State how many lines of the listing below contain the string "water", giving only the number.

#### DATA LINES ####

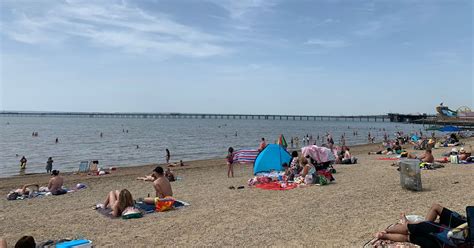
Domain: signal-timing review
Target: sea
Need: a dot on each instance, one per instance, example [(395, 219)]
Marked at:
[(132, 142)]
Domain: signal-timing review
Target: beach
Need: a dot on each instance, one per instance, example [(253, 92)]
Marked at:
[(364, 199)]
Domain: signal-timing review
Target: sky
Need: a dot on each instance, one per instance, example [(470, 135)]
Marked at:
[(316, 57)]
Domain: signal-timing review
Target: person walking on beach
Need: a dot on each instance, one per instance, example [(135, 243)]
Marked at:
[(161, 185), (262, 146), (230, 162), (168, 156), (23, 161), (49, 165)]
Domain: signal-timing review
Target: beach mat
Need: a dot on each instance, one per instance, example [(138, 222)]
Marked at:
[(380, 243), (144, 208), (42, 194), (276, 186), (387, 159)]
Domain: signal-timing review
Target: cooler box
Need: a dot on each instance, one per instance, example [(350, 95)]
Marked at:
[(410, 174), (81, 243)]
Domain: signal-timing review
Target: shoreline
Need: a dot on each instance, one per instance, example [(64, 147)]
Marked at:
[(368, 192), (129, 165), (355, 150)]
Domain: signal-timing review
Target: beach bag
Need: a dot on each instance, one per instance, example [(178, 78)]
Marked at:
[(164, 204), (133, 213), (410, 174), (323, 180), (454, 159), (12, 196)]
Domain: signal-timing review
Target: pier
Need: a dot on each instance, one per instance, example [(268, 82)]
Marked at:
[(372, 118)]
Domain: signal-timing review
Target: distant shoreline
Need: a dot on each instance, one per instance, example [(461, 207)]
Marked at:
[(355, 149)]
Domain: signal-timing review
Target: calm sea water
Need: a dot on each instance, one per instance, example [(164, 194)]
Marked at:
[(187, 139)]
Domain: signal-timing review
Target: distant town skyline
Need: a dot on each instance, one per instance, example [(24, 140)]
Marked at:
[(327, 57)]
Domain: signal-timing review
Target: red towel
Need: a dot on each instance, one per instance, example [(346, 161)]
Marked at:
[(390, 159), (275, 186)]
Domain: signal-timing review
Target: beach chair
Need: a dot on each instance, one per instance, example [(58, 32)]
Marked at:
[(84, 167)]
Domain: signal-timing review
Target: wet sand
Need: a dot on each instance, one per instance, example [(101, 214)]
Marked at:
[(365, 198)]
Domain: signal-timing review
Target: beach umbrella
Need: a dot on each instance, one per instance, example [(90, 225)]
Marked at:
[(450, 129), (282, 141)]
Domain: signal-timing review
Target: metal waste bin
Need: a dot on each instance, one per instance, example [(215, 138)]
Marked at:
[(410, 174)]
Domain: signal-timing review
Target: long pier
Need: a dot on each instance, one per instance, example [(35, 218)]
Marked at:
[(373, 118)]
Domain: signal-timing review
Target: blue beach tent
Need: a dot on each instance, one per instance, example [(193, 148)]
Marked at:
[(271, 159)]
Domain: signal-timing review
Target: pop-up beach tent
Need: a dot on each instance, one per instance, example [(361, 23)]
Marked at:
[(271, 159)]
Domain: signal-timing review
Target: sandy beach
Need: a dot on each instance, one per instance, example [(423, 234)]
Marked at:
[(365, 198)]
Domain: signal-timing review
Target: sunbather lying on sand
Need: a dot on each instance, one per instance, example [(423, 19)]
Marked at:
[(463, 154), (23, 242), (421, 233), (427, 157), (120, 202), (27, 189)]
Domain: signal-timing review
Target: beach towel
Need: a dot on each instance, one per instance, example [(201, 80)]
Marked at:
[(380, 243), (143, 207), (276, 186), (246, 156), (63, 243), (15, 196), (84, 167)]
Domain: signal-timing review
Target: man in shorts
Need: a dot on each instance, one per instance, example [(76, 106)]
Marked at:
[(161, 185)]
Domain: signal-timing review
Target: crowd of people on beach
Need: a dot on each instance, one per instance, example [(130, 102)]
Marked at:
[(301, 168)]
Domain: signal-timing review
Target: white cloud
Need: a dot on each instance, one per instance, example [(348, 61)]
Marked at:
[(369, 28), (111, 24), (445, 57), (238, 9), (327, 43)]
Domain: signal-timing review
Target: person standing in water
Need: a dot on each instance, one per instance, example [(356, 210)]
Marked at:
[(262, 146), (168, 156), (49, 165), (230, 162), (23, 161)]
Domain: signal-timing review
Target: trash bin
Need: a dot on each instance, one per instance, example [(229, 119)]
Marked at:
[(410, 174)]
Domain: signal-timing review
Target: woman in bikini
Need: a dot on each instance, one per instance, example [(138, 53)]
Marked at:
[(120, 202)]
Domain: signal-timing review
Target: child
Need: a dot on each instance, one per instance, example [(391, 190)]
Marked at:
[(230, 162)]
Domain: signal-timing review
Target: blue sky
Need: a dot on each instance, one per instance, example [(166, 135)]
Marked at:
[(246, 56)]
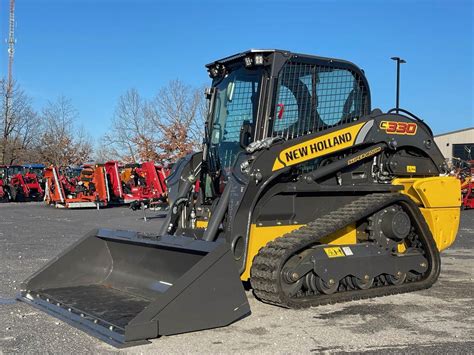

####

#### OUTPUT BELOW
2